▶ [TEXT SHOWN]
((
Single process "streaming" or basically CEP engines have been around for a very long time and used to be the norm before distributed stream processing engines came around (such as Storm). CEP engines have much richer functionality than distributed stream processing engines because they don't need to deal with partitioning or data distribution. I'm not quite sure I see the appeal of making a non-distributed engine but with the same limitations of a distributed engine.
I work on Hazelcast Jet [1], which is a Java based distributed stream processing engine. The core engine is fast enough that it can be used with very good throughput on a single node (several times faster compared to Flink or Spark) but usually several nodes are not only needed strictly for parallelization but also for tolerating node failures and being able to restart where you left off. As others have pointed out, not every computation can be parallelised efficiently. Jet also offers in memory storage, so adding more nodes also increases your storage capacity.
Since the core of Jet is small enough (~400kb JAR), we also considered making a non-distributed version that runs strictly in process. Mainly for lightweight usage or embedding but would also offer a path to distributed execution, if it was ever needed.
Which are the limitations shared by both a single node and a distributed engine? I am confused...
There are ways to achieve fault-tolerance, even for a centralised system (e.g, by maintaining an active/passive replica). In cases like this, where there is such a great gap between the performance of current systems, you can always "waste" another node(s) for fault-tolerance and still operate with less cost, if you want.
I agree that some types of computations (e.g., multiple/distributed sources) may not be benefited by a centralised approach and I definitely don't claim that this is a solution for everything. However, the point is to criticise the design choices that we make for a streaming system.
))
▶ [WHAT IS NEEDED] Transcribe the passage of the stream processing thread that starts at "Which are the" and ends at "a streaming system.".

(Rows from a pointing dataset)
((
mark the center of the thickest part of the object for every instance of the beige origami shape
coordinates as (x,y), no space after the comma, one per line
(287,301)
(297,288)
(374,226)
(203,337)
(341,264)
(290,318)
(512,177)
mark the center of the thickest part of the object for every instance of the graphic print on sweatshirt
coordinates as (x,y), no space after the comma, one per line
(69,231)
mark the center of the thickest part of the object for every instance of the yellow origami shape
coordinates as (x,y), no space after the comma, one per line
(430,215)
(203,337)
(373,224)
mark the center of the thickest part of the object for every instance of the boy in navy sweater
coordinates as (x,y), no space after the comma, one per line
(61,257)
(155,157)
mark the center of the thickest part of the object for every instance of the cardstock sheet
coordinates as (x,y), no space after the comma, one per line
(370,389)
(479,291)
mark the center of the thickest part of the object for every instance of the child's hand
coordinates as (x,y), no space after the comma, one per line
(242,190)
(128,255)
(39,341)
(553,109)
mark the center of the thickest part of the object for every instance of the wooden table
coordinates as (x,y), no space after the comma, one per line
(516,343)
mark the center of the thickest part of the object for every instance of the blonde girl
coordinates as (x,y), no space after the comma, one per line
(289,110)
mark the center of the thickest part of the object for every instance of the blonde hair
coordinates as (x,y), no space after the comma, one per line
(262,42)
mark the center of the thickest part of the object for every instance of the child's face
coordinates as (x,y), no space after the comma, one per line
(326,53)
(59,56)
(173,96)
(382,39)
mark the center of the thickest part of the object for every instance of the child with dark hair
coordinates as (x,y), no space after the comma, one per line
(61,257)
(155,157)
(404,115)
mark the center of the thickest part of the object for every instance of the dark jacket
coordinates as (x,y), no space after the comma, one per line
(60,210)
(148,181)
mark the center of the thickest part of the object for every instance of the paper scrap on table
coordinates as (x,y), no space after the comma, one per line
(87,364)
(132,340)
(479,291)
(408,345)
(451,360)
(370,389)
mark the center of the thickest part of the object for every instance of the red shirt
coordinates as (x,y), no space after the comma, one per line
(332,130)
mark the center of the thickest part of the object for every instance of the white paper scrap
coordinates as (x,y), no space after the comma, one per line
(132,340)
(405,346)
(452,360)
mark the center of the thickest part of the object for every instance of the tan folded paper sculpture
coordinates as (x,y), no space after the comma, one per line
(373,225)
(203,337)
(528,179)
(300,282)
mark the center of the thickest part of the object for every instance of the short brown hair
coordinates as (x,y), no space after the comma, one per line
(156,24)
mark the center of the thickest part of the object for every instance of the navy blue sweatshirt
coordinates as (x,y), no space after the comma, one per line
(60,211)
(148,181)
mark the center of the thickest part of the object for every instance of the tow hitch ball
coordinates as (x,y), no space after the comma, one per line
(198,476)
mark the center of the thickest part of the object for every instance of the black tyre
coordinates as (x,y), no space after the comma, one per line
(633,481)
))
▶ [SOLUTION TO THE EXERCISE]
Which are the limitations shared by both a single node and a distributed engine? I am confused...
There are ways to achieve fault-tolerance, even for a centralised system (e.g, by maintaining an active/passive replica). In cases like this, where there is such a great gap between the performance of current systems, you can always "waste" another node(s) for fault-tolerance and still operate with less cost, if you want.
I agree that some types of computations (e.g., multiple/distributed sources) may not be benefited by a centralised approach and I definitely don't claim that this is a solution for everything. However, the point is to criticise the design choices that we make for a streaming system.